#### [INSTRUCTIONS TO FOLLOW]
Count the lines in the data that contain the word "outboard", matching case exactly, and give only that number.

#### [STORED DATA]
* * * * * * * * *
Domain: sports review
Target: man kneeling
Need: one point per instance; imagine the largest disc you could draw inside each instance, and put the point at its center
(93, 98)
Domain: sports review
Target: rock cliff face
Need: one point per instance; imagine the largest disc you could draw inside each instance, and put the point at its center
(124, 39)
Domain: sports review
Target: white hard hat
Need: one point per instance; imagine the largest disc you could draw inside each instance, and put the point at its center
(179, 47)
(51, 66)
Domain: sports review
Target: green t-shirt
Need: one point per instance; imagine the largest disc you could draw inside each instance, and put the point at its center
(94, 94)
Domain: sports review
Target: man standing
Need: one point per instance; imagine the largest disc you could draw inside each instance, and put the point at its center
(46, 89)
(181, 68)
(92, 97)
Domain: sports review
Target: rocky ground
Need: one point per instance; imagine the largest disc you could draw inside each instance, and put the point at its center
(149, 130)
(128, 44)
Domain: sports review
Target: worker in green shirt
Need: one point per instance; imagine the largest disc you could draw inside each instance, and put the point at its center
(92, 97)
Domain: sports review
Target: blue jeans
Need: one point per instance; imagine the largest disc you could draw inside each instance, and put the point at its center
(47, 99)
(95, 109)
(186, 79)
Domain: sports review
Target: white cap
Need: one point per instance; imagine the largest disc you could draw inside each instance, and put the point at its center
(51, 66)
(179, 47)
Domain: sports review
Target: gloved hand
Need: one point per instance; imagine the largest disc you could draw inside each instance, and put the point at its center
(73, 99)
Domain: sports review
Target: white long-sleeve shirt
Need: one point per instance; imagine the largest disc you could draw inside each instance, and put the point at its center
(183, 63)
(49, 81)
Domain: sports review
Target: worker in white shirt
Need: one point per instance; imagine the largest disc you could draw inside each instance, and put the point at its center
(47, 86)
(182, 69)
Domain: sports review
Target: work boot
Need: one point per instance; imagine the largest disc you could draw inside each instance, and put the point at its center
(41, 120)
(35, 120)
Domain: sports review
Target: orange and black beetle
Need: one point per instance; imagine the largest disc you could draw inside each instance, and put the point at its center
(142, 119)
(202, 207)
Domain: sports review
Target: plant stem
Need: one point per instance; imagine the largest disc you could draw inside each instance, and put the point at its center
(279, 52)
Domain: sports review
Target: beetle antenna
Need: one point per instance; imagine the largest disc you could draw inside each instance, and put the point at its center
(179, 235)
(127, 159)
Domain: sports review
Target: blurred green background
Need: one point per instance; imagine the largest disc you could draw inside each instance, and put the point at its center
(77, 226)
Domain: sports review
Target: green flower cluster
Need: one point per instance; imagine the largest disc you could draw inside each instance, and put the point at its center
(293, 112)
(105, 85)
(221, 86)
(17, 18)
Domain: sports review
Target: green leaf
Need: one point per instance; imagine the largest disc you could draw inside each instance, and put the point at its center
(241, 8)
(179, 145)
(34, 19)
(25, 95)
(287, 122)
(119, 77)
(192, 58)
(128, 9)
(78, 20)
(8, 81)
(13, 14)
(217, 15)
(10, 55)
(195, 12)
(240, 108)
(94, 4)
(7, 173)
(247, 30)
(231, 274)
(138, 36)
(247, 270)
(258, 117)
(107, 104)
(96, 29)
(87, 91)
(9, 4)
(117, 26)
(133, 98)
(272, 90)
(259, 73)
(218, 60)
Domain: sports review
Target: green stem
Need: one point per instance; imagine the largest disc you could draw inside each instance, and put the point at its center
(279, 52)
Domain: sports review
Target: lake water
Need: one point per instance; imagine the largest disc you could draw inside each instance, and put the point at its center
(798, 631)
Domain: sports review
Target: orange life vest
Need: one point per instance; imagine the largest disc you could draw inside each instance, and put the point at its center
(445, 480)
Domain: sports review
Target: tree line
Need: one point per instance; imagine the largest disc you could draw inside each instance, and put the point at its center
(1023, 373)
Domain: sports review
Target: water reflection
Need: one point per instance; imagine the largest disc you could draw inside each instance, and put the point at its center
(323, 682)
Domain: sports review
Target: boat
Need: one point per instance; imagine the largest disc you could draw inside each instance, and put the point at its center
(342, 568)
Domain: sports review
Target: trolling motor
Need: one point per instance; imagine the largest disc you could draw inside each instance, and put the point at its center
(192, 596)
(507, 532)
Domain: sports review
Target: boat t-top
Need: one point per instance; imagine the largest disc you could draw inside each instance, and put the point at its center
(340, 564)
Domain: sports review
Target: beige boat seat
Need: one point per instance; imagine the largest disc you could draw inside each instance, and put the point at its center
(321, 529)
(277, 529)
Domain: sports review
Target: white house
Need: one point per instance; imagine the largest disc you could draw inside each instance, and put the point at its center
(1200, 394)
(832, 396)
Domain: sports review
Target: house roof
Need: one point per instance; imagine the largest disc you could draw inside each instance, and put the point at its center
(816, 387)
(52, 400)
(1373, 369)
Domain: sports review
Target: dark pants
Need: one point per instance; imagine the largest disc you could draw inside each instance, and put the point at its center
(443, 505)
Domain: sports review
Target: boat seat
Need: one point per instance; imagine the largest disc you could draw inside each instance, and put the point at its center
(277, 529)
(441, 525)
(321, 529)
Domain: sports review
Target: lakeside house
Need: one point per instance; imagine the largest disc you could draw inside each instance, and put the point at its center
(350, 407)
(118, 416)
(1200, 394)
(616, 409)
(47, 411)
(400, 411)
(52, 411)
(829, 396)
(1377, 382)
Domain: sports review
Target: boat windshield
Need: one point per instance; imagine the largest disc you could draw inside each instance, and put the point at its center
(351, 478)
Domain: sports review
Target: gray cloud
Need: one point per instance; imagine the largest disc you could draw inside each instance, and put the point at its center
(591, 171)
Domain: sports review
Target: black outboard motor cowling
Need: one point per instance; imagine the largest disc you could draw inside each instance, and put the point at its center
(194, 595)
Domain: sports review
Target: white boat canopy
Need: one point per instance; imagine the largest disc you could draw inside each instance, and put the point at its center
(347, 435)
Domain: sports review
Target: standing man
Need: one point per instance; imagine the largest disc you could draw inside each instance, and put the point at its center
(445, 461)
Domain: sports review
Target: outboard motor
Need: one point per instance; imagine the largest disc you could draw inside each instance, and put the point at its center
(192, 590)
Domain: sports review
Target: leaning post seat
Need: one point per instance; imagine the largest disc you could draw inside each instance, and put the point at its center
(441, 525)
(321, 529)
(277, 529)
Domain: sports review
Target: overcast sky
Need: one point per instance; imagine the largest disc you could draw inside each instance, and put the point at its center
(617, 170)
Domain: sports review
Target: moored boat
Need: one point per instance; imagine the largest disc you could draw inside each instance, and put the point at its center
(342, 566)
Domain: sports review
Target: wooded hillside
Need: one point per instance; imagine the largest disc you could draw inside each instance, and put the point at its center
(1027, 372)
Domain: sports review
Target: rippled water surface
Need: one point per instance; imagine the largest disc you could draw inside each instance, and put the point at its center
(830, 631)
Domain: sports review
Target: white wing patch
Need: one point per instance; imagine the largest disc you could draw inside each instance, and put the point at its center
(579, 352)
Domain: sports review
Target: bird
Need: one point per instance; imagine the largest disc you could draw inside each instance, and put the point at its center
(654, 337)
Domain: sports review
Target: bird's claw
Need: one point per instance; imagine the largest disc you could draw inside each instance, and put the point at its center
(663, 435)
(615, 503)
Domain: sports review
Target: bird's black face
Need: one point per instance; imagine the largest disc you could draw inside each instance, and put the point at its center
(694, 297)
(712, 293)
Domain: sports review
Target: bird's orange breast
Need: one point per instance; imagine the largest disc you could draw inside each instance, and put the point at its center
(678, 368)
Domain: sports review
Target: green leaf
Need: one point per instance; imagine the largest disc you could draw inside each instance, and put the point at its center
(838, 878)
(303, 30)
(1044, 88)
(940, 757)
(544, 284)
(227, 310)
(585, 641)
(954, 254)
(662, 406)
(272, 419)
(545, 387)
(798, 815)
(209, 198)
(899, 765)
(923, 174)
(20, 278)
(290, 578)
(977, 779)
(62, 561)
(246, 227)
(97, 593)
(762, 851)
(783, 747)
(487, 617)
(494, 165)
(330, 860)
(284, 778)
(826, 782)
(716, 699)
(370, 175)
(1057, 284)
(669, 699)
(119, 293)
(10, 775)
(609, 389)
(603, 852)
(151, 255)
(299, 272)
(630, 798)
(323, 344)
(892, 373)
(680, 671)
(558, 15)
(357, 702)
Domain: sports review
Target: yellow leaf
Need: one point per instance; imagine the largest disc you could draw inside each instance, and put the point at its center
* * * * * * * * *
#### [EXERCISE OUTPUT]
2